[Source data]
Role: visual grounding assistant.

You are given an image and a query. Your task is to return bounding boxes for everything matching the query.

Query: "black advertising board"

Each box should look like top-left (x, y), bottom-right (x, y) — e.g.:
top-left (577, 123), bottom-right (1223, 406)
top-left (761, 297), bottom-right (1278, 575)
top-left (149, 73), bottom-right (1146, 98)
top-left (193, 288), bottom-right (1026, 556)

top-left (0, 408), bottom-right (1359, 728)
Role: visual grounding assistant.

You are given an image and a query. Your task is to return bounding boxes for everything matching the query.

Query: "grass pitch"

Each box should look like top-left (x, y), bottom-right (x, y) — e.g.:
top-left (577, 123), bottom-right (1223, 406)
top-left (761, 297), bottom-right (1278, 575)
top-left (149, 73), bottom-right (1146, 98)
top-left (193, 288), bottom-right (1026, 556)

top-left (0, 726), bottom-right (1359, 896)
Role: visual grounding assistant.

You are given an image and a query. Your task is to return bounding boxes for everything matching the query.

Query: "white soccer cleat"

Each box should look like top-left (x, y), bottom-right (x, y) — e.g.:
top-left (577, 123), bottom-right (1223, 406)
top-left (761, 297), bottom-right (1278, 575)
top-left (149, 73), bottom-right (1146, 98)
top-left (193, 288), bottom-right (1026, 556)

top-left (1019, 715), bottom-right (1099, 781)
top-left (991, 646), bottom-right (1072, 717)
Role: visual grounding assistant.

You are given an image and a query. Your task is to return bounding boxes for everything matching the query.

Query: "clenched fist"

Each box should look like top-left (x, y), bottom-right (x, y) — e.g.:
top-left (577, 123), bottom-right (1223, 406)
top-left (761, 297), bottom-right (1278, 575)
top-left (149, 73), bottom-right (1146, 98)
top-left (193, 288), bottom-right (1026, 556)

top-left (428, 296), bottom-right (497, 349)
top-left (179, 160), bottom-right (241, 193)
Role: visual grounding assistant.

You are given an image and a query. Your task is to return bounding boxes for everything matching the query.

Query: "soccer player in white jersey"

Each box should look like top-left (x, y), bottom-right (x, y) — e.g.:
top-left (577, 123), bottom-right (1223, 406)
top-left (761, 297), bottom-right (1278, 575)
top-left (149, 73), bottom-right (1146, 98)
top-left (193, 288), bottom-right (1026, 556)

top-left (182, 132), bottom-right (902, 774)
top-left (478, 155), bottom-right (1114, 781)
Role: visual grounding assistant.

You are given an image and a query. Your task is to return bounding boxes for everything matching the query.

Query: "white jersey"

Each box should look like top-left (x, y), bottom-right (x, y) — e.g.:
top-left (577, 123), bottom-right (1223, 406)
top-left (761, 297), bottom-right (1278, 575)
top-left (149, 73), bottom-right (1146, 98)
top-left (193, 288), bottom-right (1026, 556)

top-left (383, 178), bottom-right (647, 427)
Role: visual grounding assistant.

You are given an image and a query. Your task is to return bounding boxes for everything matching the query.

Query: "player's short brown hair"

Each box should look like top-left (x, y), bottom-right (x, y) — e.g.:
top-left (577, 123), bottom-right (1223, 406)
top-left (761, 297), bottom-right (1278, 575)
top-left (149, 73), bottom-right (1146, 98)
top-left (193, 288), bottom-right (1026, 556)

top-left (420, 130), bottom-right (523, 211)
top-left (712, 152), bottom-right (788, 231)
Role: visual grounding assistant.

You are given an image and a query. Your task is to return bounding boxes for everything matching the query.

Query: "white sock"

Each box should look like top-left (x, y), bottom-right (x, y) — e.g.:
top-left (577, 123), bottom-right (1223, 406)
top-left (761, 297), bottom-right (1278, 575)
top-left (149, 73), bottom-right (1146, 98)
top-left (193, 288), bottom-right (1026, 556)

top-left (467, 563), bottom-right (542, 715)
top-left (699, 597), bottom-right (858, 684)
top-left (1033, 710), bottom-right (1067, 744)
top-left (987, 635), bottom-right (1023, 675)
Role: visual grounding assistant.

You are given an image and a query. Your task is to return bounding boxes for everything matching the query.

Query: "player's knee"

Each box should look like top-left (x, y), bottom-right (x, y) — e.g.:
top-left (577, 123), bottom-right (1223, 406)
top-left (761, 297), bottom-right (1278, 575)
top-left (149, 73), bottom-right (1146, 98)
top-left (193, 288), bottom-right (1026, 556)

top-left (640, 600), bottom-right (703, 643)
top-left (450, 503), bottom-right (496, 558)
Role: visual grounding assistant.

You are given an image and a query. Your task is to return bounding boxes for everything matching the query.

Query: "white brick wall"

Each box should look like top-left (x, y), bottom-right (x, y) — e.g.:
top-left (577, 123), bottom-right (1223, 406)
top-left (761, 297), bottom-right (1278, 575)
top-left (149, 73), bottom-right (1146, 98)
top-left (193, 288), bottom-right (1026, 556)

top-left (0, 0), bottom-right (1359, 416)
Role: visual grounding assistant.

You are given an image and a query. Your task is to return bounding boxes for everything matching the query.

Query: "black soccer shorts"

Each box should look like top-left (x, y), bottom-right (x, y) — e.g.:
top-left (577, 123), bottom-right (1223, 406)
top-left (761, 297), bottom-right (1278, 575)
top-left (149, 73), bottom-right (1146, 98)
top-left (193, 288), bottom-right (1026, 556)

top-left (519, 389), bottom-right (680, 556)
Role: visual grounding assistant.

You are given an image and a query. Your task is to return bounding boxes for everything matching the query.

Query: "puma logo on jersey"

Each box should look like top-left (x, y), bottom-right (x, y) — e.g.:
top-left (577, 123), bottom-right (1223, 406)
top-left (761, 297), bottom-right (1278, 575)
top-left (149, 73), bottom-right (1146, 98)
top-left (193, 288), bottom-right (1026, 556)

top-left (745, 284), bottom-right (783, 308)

## Problem statement
Rewrite the data above as a numbered list, beginning with its first line and stopping after the line that contains "top-left (0, 408), bottom-right (1359, 728)". Leave out any blank lines.

## The reply
1. Role: visual grounding assistant.
2. You are given an image and a query. Your task is to return bounding boxes for everything matching the query.
3. Query: "black advertising board"
4. Each box should look like top-left (x, y), bottom-right (x, y) — e.g.:
5. top-left (577, 123), bottom-right (1223, 406)
6. top-left (761, 297), bottom-right (1278, 575)
7. top-left (149, 73), bottom-right (1146, 98)
8. top-left (193, 288), bottom-right (1026, 556)
9. top-left (0, 408), bottom-right (1359, 728)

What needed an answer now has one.